Retype the listing from its first line through the line containing "box: [573, 540, 646, 703]", keeping every character unchanged.
== Segment start ==
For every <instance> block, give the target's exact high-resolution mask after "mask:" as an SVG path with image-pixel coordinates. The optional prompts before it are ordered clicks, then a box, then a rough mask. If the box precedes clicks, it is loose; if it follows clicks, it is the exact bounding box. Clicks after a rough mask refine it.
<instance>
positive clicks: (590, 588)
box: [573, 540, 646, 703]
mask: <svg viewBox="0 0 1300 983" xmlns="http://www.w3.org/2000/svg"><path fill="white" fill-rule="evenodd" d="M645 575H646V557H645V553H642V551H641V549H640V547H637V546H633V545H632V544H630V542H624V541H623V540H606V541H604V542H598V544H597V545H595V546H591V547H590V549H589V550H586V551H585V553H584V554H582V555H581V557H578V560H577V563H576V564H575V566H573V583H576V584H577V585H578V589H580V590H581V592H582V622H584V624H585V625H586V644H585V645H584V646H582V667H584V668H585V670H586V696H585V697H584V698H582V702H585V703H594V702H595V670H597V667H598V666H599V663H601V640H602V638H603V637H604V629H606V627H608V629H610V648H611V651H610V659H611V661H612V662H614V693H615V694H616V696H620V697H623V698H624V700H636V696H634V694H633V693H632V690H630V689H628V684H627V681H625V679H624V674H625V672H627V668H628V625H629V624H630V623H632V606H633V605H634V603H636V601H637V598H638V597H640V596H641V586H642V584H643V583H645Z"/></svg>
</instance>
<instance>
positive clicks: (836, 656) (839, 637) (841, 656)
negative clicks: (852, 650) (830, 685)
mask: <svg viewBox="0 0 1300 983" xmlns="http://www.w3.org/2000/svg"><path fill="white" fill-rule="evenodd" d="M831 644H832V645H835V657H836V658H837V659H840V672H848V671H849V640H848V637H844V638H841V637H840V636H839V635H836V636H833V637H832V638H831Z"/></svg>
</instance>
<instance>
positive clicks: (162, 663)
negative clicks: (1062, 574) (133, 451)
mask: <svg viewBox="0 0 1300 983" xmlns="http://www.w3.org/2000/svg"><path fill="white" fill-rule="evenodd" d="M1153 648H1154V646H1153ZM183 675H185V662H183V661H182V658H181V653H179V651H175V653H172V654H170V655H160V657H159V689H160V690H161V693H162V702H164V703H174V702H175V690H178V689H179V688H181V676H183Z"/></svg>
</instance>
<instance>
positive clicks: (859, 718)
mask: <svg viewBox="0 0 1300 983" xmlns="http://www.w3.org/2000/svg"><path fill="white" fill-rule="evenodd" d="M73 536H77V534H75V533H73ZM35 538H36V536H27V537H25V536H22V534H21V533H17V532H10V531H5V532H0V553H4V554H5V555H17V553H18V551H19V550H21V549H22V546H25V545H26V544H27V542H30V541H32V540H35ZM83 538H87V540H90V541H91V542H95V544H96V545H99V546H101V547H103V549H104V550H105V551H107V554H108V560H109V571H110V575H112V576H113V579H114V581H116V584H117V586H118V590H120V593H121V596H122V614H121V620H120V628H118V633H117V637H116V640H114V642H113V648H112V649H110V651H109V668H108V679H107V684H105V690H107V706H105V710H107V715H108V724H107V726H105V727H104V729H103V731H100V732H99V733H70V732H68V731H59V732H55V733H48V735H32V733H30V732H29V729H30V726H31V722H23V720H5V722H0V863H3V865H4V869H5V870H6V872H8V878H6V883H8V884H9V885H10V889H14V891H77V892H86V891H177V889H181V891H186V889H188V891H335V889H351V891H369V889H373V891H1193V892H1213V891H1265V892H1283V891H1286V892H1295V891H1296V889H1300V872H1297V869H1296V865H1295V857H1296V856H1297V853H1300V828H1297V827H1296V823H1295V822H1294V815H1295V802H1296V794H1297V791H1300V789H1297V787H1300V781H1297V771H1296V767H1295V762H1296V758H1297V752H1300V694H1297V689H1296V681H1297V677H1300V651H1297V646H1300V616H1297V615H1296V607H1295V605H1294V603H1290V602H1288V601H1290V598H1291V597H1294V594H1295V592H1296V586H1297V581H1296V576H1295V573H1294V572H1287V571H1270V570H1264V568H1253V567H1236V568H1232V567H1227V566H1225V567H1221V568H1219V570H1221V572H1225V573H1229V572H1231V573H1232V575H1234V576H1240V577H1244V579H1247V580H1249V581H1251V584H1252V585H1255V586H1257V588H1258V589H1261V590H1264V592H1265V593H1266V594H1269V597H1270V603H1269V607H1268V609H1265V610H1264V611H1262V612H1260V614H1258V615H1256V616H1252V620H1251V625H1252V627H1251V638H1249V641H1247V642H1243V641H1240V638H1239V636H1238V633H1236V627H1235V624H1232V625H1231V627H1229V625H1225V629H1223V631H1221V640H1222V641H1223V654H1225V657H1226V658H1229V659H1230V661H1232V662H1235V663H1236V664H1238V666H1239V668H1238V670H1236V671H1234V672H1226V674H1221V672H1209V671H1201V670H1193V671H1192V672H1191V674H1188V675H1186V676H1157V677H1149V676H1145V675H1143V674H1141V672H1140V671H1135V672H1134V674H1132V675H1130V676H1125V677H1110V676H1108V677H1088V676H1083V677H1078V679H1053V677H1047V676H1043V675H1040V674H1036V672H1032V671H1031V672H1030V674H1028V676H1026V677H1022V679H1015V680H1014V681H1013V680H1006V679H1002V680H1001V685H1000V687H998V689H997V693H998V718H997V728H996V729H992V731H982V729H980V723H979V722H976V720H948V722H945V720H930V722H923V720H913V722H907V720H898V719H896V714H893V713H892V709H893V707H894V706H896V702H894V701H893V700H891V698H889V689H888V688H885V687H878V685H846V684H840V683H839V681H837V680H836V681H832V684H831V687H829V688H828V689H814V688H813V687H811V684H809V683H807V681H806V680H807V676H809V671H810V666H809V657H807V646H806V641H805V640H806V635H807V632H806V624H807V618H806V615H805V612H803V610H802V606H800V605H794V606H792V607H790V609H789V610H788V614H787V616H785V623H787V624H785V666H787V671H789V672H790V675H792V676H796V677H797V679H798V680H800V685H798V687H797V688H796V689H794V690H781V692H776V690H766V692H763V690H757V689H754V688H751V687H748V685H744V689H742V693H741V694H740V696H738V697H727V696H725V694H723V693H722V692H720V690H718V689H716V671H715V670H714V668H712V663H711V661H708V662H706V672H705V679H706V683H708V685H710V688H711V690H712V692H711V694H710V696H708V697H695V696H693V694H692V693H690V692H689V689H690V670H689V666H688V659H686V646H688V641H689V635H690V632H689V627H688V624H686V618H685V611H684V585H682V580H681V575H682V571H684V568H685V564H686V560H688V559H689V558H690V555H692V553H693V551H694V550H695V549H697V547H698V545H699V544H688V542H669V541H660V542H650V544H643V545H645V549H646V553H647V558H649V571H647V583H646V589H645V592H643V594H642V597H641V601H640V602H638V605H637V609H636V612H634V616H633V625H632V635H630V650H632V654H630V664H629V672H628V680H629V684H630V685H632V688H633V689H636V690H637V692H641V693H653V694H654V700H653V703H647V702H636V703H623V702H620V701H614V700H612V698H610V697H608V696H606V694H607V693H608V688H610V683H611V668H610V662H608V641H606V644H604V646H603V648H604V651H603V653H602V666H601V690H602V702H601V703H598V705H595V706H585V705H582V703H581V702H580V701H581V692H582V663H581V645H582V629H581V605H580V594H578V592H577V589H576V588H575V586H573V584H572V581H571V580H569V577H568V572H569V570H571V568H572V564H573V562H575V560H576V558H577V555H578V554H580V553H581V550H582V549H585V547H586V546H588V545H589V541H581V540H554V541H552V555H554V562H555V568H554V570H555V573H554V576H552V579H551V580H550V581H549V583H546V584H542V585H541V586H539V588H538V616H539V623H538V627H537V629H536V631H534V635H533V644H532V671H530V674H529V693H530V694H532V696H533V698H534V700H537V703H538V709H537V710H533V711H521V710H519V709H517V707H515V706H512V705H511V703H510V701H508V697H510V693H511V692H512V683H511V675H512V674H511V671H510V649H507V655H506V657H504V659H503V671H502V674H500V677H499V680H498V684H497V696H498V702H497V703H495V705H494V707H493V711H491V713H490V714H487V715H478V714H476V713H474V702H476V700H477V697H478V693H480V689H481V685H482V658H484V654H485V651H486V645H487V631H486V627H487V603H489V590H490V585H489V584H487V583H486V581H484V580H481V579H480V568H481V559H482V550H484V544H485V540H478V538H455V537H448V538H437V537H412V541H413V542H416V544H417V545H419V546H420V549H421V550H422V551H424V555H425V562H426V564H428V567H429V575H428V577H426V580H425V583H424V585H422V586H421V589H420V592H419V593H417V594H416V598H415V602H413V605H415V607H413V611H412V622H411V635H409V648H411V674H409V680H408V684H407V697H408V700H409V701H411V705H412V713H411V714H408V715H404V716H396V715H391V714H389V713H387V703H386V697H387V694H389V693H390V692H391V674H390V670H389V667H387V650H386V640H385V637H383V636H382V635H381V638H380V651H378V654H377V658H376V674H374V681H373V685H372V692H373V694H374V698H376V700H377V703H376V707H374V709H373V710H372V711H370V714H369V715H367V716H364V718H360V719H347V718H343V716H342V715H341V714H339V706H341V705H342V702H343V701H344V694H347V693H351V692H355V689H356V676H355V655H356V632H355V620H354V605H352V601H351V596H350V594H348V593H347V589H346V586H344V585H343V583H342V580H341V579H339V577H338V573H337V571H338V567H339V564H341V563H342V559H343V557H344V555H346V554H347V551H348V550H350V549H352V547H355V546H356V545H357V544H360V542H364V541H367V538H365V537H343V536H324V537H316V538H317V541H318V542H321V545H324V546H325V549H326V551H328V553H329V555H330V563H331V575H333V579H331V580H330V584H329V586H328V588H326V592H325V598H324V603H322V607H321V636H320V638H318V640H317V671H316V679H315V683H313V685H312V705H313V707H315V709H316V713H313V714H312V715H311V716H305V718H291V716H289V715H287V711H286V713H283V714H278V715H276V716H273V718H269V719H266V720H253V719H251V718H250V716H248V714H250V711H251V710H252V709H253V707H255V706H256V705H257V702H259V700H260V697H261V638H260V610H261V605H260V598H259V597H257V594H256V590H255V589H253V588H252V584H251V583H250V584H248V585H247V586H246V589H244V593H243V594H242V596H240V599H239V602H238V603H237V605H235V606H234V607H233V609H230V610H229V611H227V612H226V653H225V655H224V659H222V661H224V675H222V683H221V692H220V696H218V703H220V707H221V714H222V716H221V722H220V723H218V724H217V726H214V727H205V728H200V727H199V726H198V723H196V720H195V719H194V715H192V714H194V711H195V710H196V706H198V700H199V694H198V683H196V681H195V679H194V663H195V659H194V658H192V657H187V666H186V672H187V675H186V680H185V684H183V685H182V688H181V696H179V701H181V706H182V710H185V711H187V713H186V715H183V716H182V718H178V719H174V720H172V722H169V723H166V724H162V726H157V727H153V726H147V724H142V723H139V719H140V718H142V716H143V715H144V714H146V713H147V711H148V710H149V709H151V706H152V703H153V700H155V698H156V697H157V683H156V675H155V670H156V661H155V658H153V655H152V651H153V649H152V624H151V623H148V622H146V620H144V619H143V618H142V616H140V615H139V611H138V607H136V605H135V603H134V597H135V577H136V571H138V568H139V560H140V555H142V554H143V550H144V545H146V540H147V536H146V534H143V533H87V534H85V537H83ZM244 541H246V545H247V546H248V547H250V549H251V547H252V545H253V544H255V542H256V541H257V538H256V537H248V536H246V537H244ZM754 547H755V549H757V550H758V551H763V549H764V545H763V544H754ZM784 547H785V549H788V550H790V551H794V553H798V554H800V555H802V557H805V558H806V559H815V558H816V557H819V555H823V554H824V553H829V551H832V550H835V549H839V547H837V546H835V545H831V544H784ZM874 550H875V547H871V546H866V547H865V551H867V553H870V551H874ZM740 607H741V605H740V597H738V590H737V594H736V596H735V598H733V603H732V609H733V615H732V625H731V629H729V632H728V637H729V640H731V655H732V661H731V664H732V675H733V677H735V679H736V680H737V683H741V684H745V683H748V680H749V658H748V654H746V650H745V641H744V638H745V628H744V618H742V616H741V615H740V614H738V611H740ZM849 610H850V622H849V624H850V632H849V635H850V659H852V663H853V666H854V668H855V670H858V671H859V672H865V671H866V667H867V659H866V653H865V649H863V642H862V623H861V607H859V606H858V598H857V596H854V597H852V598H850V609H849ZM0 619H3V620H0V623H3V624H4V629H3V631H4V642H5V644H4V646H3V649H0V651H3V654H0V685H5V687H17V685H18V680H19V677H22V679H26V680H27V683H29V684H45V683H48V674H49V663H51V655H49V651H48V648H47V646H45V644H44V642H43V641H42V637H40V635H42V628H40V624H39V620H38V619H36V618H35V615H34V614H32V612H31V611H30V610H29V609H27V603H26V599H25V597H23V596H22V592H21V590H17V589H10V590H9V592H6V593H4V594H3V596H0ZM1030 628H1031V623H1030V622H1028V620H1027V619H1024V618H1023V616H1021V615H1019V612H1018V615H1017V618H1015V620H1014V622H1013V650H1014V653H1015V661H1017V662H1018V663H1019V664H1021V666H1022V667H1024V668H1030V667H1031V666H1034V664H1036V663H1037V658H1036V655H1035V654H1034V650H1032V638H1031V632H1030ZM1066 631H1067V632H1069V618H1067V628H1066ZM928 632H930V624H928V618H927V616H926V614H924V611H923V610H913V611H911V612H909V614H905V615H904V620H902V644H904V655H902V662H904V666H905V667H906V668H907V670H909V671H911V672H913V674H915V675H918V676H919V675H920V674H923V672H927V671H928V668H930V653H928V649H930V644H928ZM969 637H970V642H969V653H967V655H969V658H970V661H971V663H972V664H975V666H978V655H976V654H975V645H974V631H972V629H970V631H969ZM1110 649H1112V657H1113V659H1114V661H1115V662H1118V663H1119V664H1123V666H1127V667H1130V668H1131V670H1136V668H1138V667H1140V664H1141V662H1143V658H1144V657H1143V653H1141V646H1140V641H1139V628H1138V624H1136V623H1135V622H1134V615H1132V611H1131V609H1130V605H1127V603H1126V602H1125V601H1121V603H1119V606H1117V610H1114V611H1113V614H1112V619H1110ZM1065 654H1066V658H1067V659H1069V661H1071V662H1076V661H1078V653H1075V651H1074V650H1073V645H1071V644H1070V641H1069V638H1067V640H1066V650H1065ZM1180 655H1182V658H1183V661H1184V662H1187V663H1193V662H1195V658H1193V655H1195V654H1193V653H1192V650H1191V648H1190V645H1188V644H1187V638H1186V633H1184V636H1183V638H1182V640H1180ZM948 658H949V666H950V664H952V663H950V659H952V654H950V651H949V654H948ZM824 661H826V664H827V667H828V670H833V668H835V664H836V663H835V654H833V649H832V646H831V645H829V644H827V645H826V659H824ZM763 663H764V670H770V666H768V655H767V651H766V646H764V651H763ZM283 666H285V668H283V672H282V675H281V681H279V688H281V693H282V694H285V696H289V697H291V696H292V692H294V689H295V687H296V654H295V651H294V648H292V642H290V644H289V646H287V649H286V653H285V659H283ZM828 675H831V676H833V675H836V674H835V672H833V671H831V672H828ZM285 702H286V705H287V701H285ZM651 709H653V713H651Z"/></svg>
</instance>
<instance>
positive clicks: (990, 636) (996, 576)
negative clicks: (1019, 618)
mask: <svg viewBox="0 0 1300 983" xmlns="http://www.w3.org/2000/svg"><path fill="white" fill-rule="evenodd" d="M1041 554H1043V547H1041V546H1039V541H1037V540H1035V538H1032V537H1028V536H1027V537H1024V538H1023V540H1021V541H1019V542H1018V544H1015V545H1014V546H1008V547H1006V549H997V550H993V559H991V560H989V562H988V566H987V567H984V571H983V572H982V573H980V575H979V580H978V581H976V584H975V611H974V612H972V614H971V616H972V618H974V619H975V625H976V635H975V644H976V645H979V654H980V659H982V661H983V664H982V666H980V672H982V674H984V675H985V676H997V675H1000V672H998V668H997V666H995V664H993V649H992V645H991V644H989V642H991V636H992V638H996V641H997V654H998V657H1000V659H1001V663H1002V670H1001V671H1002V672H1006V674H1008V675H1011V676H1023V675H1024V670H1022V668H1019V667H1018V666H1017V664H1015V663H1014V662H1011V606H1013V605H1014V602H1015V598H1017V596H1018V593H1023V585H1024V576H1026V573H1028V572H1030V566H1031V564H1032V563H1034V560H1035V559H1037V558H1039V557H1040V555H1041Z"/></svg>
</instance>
== Segment end ==
Answer for this exercise:
For every <instance> block, give the target's exact high-resolution mask after "mask:" as an SVG path with image-pixel coordinates. The optional prompts before it are ordered clicks, then a box, then a rough mask. If the box precedes clicks, it is loose; if it follows clicks, it is the exact bounding box. Clicks after a rough mask refine it.
<instance>
positive clicks: (590, 588)
box: [573, 540, 646, 703]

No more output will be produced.